Document excerpt
——

Well, it's fun to stand and point at the insularity, of course, but I'm more interested in the way language is working here. I'm assuming (perhaps rashly) that whoever wrote that sentence doesn't actually believe that the maid Flora is American. In that case, the obvious inference is that the individual semantic components of the phrase "African American" have become fused into one, purely racial epithet, the "American" functioning semantically as "person originating from place that I just mentioned". But does this happen with any of the other double-barrelled epithets in common use? Do Italians in Italy ever get referred to as Italian Americans? Or Chinese people from China as Chinese Americans? I don't think so - at least I've not seen it. It seems something else is going on, then.

Another comparison might be with the way Americans talk about white people as Caucasian (where did that come from, by the way?) without implying that they're from the Caucasus - unless of course they're Dzhokhar Tsarnaev. But my impression is that "Caucasian" is used as a semi-technical word - I've mostly heard it in police descriptions - not in ordinary conversation.

Looking closer to home, a comparison might be with English people saying "English" when they mean "British" - which is of course a reflection of English dominance of the Union and the privilege-cum-complacency that that engenders. Perhaps we can extrapolate something similar for "African American", re. American dominance of the entire planet? But that still doesn't explain why this usage is restricted to people of African origin. For a while I wondered whether it might have something to do with the fact that Africa is a continent rather than a country - but then, Asians don't tend to get called Asian Americans, do they?

——

Extracted records
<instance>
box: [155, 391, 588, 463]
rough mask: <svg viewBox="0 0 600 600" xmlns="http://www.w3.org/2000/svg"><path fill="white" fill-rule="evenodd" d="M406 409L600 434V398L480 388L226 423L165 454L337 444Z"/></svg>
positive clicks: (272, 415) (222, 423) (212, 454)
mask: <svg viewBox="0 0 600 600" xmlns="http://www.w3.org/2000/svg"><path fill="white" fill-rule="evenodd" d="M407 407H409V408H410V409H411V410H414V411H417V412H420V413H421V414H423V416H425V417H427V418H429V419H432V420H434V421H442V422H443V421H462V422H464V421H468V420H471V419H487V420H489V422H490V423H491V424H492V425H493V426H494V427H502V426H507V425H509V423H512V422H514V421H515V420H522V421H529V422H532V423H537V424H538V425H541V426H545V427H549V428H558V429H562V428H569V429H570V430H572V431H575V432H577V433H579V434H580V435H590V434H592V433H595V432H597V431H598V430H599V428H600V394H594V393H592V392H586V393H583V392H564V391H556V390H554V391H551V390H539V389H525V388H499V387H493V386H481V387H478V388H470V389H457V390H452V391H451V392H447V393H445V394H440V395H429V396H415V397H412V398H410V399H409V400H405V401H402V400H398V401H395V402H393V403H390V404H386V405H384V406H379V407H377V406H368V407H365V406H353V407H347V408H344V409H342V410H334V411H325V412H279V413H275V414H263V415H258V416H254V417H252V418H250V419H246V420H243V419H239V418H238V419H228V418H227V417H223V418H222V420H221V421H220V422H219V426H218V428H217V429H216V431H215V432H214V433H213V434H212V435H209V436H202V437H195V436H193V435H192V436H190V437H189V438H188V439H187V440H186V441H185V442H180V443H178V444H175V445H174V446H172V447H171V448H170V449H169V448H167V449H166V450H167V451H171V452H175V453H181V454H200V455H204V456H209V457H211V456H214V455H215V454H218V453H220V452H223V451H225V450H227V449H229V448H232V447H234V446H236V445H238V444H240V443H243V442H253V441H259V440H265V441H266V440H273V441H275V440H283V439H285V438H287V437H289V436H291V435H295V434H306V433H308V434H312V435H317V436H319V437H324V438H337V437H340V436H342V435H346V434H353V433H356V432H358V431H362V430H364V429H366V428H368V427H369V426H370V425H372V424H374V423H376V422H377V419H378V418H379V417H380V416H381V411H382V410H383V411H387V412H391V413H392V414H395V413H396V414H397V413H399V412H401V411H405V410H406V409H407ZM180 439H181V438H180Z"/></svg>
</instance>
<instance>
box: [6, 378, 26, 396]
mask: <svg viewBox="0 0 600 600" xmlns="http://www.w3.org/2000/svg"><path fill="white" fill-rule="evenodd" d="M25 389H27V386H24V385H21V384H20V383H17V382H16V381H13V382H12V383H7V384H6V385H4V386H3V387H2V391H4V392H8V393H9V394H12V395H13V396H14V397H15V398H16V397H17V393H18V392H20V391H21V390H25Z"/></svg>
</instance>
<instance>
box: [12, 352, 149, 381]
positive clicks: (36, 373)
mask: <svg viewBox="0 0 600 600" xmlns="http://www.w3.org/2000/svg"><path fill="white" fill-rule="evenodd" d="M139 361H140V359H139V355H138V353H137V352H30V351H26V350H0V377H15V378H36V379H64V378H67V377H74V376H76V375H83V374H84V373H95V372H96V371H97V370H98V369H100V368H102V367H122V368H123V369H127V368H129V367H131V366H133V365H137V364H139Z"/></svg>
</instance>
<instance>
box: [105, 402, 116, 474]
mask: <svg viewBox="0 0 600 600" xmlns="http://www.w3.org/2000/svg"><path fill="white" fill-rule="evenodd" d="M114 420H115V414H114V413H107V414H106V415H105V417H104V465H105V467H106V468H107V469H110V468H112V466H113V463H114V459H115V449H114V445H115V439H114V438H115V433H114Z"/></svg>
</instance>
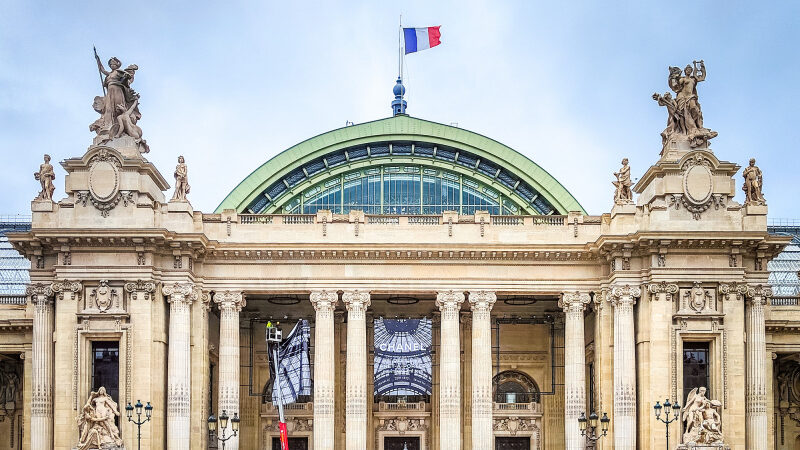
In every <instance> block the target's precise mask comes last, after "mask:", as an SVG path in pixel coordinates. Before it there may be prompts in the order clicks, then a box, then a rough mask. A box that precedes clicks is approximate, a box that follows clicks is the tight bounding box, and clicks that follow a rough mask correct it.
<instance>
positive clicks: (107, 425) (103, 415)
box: [77, 387, 122, 450]
mask: <svg viewBox="0 0 800 450" xmlns="http://www.w3.org/2000/svg"><path fill="white" fill-rule="evenodd" d="M117 417H119V408H118V407H117V403H116V402H115V401H114V399H112V398H111V396H110V395H108V394H107V393H106V388H104V387H101V388H100V389H98V390H97V392H94V391H93V392H92V393H91V394H90V395H89V399H88V400H87V401H86V404H84V405H83V408H82V410H81V414H80V415H79V416H78V426H79V427H80V435H79V436H80V437H79V439H78V445H77V449H78V450H89V449H100V448H115V447H121V446H122V439H120V437H119V428H117V425H116V424H115V423H114V422H115V420H116V418H117Z"/></svg>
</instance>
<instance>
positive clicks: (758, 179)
mask: <svg viewBox="0 0 800 450" xmlns="http://www.w3.org/2000/svg"><path fill="white" fill-rule="evenodd" d="M742 176H743V177H744V186H742V190H743V191H744V196H745V201H744V204H745V205H765V204H766V203H767V201H766V200H764V195H763V194H762V193H761V186H762V185H763V183H764V177H763V174H762V173H761V169H759V168H758V166H757V165H756V159H755V158H750V165H749V166H747V167H745V169H744V171H742Z"/></svg>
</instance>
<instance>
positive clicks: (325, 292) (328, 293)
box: [309, 289, 339, 312]
mask: <svg viewBox="0 0 800 450" xmlns="http://www.w3.org/2000/svg"><path fill="white" fill-rule="evenodd" d="M309 300H311V304H312V305H313V306H314V310H315V311H317V312H320V311H333V309H334V308H336V302H338V301H339V293H338V292H336V291H335V290H332V289H318V290H314V291H311V295H310V296H309Z"/></svg>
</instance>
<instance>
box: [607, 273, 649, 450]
mask: <svg viewBox="0 0 800 450" xmlns="http://www.w3.org/2000/svg"><path fill="white" fill-rule="evenodd" d="M641 294H642V290H641V289H640V288H639V287H638V286H629V285H627V284H626V285H623V286H614V287H613V288H612V289H611V297H610V300H611V303H612V304H613V305H614V449H615V450H635V449H636V342H635V341H634V338H635V335H634V332H633V305H634V304H635V303H636V298H637V297H639V296H640V295H641Z"/></svg>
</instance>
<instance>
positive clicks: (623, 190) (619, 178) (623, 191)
mask: <svg viewBox="0 0 800 450" xmlns="http://www.w3.org/2000/svg"><path fill="white" fill-rule="evenodd" d="M614 176H615V177H617V181H612V182H611V184H613V185H614V188H615V190H614V204H616V205H629V204H632V203H633V191H631V185H632V184H633V183H631V167H630V166H629V165H628V158H623V160H622V168H620V169H619V171H617V172H614Z"/></svg>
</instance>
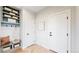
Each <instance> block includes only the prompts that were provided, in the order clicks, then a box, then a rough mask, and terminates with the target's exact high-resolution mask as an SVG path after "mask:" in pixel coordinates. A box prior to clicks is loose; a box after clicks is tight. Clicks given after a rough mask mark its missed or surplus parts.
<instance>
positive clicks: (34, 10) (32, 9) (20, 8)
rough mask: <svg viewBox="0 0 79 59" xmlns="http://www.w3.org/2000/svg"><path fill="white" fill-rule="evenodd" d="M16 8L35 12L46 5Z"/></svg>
mask: <svg viewBox="0 0 79 59" xmlns="http://www.w3.org/2000/svg"><path fill="white" fill-rule="evenodd" d="M17 7H18V8H20V9H22V8H24V9H26V10H30V11H31V12H34V13H37V12H39V11H40V10H42V9H44V8H46V7H47V6H17Z"/></svg>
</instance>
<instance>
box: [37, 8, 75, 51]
mask: <svg viewBox="0 0 79 59" xmlns="http://www.w3.org/2000/svg"><path fill="white" fill-rule="evenodd" d="M66 9H71V16H72V20H71V42H70V44H71V52H74V50H75V45H76V44H75V43H76V41H75V38H76V37H75V32H76V31H75V16H74V15H75V10H74V9H75V8H74V7H48V8H47V9H44V10H42V11H40V12H39V13H38V14H37V16H36V35H37V38H36V39H37V41H36V43H37V44H40V45H42V46H44V47H47V48H48V47H49V45H47V42H48V38H47V36H48V35H47V33H46V31H47V30H45V31H43V30H39V27H40V24H41V23H42V22H45V23H46V22H47V19H50V16H52V15H53V14H54V13H56V12H60V11H63V10H66ZM46 26H47V25H45V29H46V28H47V27H46Z"/></svg>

——

Task to carry out
Transcribe, word for word, the passage on ethnic labels from "Well, it's fun" up to and including "going on, then.".

Solution for this task
Well, it's fun to stand and point at the insularity, of course, but I'm more interested in the way language is working here. I'm assuming (perhaps rashly) that whoever wrote that sentence doesn't actually believe that the maid Flora is American. In that case, the obvious inference is that the individual semantic components of the phrase "African American" have become fused into one, purely racial epithet, the "American" functioning semantically as "person originating from place that I just mentioned". But does this happen with any of the other double-barrelled epithets in common use? Do Italians in Italy ever get referred to as Italian Americans? Or Chinese people from China as Chinese Americans? I don't think so - at least I've not seen it. It seems something else is going on, then.